━━━ DOCUMENT EXTRACT ━━━
August 2012 – Alexander Larsson

I’ve been playing with an idea of how to extend the traditional unix shell pipeline. Historically shell pipelines worked by passing free-form text around. This is very flexible and easy to work with. For instance, its easy to debug or incrementally construct such a pipeline as each individual step is easily readable.

However, the pure textual format is problematic in many cases as you need to interpret the data to work on it. Even something as basic as numerical sorting on a column gets quite complicated.
━━━
→ **REQUIREMENTS**:
**a)** In the post on shell pipelines, how did shell pipelines work historically?
**b)** Carry on the post on shell pipelines from its last sentence.
The stored items are separate from the post on shell pipelines.
━━━ ROWS ━━━
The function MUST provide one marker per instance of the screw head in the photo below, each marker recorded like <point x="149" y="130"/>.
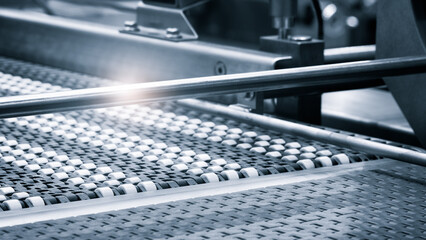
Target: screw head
<point x="301" y="38"/>
<point x="173" y="33"/>
<point x="131" y="26"/>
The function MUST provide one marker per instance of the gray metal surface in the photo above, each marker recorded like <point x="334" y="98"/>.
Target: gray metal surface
<point x="384" y="203"/>
<point x="206" y="86"/>
<point x="401" y="31"/>
<point x="67" y="157"/>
━━━
→ **EXERCISE RESPONSES**:
**a)** They passed free-form text around.

**b)**
There has been a few projects trying to generalize the shell pipeline to solve these issues by streaming Objects in the pipeline. For instance the HotWire shell and Microsoft PowerShell. Although these are cool projects I think they step too far away from the traditional interactive shell pipelines, getting closer to “real” programming, with more strict interfaces (rather than freeform) and not being very compatible with existing unix shell tools.

My approach is a kind of middle ground between free-form text and objects. Instead of passing free-form text in the pipeline it uses typed data, in the form of glib GVariants. GVariant is a size-efficient binary data format with a powerful recursive type system and a textual form that is pretty nice. Additionally the type system it is a superset of DBus which is pretty nice as it makes it easier to integrate DBus calls with the shell.

Additionally I created a format negotiation system for pipes such that for “normal” pipes or other types of output we output textual data, one variant per line. But, if the destination process specifies that it supports it we pass the data in raw binary form.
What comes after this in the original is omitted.